Remember that any of the photos can be enlarged by clicking on the photo. The one exception is the Che billboard. 
FIRST DAY
From I Love Lucy’s Ricky Ricardo to Fidel Castro, from the love-struck rhythms of Cuban Bolero music to the Cuban Missile Crisis, Cuba has long fascinated me. Perhaps that’s why the sign at Miami International Airport made me feel like a six-year old on a Christmas morning.





My first clear view of the Cuban landscape.  Cuba's north coast, seen barely 40 minutes after leaving Miami International Airport.




After clearing customs we stepped out into the city of Havana, and a billboard in tribute to Che Guevara was one of the first things we saw. The sign says, "We see you each day, pure like a child, or pure like a pure man. Che, Commander Friend." We would see many signs honoring Che, but few if any honoring Castro. Not that Castro isn't honored, but Che is dead. In a Cuban cultural context, we were told, bestowing great honor and affection upon the dead is accepted and encouraged. Less so for the living. Castro will have to wait.


The 50-plus year U.S. trade embargo against Cuba has helped to create an exceptionally adaptable and versatile --though at times stoic -- people.  No U.S. cars have been imported into Cuba since 1960, so any U.S. car seen there is an antigue. Cubans do their best to keep them up, though it is a challenge. Though they may look good, they break down constantly, we were told.  This does not mean that new cars aren't seen in Cuba. Contemporary Japanese, South Korean, Chinese, and European vehicles are a common sight.


That's me below sitting in a Chevy Bel Air. Not sure about the year. 1953? The taxi driver was kind enough to take this photo. On this day, I had gotten accidentally separated from my tour group in Old Havana, ended up taking a cab back to the Hotel Nacional, where I was able to get in touch with the tour guide via phone, at which point I took a taxi to the restaurant where we were lunching. I actually enjoy little (mis)adventures like that. I got to practice my Spanish with two different taxi drivers, and got to know Havana a little better.  I loved Havana.
:::::
§ **Given request A**
Write out the part of the Cuba travel excerpt starting with "After clearing customs" and going on through "have to wait.".
§ **Given request B**
Put this sentence from the Cuba travel excerpt into Spanish: "Contemporary Japanese, South Korean, Chinese, and European vehicles are a common sight."
The material that comes next has nothing to do with the Cuba travel excerpt.

§ **Entries shown**
:::::
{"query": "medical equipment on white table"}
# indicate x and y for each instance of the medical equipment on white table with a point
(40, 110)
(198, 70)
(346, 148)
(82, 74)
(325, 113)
:::::
§ **Exercise output A**
After clearing customs we stepped out into the city of Havana, and a billboard in tribute to Che Guevara was one of the first things we saw. The sign says, "We see you each day, pure like a child, or pure like a pure man. Che, Commander Friend." We would see many signs honoring Che, but few if any honoring Castro. Not that Castro isn't honored, but Che is dead. In a Cuban cultural context, we were told, bestowing great honor and affection upon the dead is accepted and encouraged. Less so for the living. Castro will have to wait.

§ **Exercise output B**
Los vehículos japoneses, surcoreanos, chinos y europeos actuales se ven con frecuencia.